PROBLEMS TO SOLVE
1. Answer the following from the thread on Seachem Flourite Black:
(a) According to kid creole's first reply, does the substrate run out, and what does it still require?
(b) How does SearunSimpson describe the composition of Flourite?
(c) What property does daverockssocks give as the reason for the high price, and what does that property allow?
2. In the thread on Seachem Flourite Black, restate the paragraph beginning "Several months ago Tom Barr did a test" as a short bulleted list that keeps its main facts.

TEXT
# seachem flourite black



## robxc80 (Aug 4, 2009)

Hello Everyone,

I have two questions:

1. Does this substrate eventually run out; as in, it needs to be replaced?
2. Do i need to add any substrate fertilizers for my plants for increased iron or is the flourite enough?

Thank you everyone


----------



## kid creole (Dec 25, 2008)

It doesn't run out, but it's fairly inert, so you need to fertilize.


----------



## robxc80 (Aug 4, 2009)

did i waste my money buying this? If it's inert, why did i pay an arm and a leg...

i guess im a sucker.

somebody please tell me otherwise


----------



## accordztech (Dec 6, 2004)

I heard this was good stuff, still doing homework on it but im planning on purchasing it by the end of the week.


----------



## SearunSimpson (Jun 5, 2007)

I use it in one of my tanks. I like it for its natural look, and I have noticed it does well with my plants. As far as I know, it is a clay based product with a fair amount of iron in it. You will notice though that dosing and root tabs do help alot, but that goes for most substrates.


----------



## kid creole (Dec 25, 2008)

robxc80 said:


> did i waste my money buying this? If it's inert, why did i pay an arm and a leg...
> 
> i guess im a sucker.
> 
> somebody please tell me otherwise


No, you didn't waste your money. Most substrates need additional fertilization. Flourite is a good substrate that will benefit from root tabs.


----------



## daverockssocks (Dec 1, 2008)

You paid that much because Flourite has a high CEC, which means it can take nutrients into itself and make it available to the roots of the plants.


----------



## Hoppy (Dec 24, 2005)

Several months ago Tom Barr did a test of various substrates, evaluating them by the mass of plant tissue that grew in a period of time, using, as I recall, 2 species of plants. The high CEC materials gave better results than the low CEC materials. If anyone wants more details on this I could search The Barr Report to find that post. But, this convinces me that high CEC is a meaningful thing to have, so Flourite should be better than ordinary pool filter sand. But, you can grow plants with ordinary pool filter sand too.


----------



## hbosman (Oct 5, 2006)

Hoppy said:


> Several months ago Tom Barr did a test of various substrates, evaluating them by the mass of plant tissue that grew in a period of time, using, as I recall, 2 species of plants. The high CEC materials gave better results than the low CEC materials. If anyone wants more details on this I could search The Barr Report to find that post. But, this convinces me that high CEC is a meaningful thing to have, so Flourite should be better than ordinary pool filter sand. But, you can grow plants with ordinary pool filter sand too.


Hoppy,

When you have a moment. Could you post a link to that thread?


----------



## hbosman (Oct 5, 2006)

robxc80 said:


> did i waste my money buying this? If it's inert, why did i pay an arm and a leg...
> 
> i guess im a sucker.

EXTRACTED RECORDS
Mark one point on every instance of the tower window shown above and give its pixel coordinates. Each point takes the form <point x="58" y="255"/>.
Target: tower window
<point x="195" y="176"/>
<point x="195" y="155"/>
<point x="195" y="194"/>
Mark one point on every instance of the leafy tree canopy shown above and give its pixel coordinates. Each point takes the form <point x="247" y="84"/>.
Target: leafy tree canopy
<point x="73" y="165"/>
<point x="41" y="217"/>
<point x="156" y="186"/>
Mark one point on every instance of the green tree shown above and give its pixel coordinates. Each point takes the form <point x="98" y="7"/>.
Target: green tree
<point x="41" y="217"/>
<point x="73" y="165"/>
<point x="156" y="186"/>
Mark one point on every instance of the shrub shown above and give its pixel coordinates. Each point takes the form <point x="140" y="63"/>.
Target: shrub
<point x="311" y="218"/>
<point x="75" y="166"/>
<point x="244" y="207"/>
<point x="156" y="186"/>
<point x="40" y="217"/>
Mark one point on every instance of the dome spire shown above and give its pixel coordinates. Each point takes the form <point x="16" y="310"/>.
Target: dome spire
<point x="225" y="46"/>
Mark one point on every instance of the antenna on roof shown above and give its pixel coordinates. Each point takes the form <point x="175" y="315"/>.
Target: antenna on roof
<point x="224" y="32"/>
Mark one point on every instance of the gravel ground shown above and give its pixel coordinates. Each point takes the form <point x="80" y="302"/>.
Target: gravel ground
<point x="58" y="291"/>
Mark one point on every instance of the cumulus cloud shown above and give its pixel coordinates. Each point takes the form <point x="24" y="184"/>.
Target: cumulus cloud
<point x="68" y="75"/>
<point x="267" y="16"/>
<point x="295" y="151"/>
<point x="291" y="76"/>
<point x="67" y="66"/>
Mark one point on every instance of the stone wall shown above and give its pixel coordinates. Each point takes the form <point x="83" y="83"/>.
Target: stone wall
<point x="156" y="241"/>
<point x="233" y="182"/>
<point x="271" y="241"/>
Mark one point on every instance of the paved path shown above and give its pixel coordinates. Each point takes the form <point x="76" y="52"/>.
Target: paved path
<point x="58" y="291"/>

TASK-BY-TASK ANSWERS
1.
(a) It does not run out, but because it is fairly inert, fertilization is needed.
(b) As a clay-based product containing a fair amount of iron.
(c) A high CEC, which lets Flourite take nutrients into itself and make them available to plant roots.

2.
- Several months earlier, Tom Barr tested various substrates, judging them by the mass of plant tissue grown over a period of time, using two plant species as the poster recalls.
- High CEC materials produced better results than low CEC materials.
- The poster offers to search The Barr Report for the original post if anyone wants more details.
- The test convinced the poster that high CEC is worth having, so Flourite should outperform ordinary pool filter sand.
- Plants can nevertheless be grown in ordinary pool filter sand.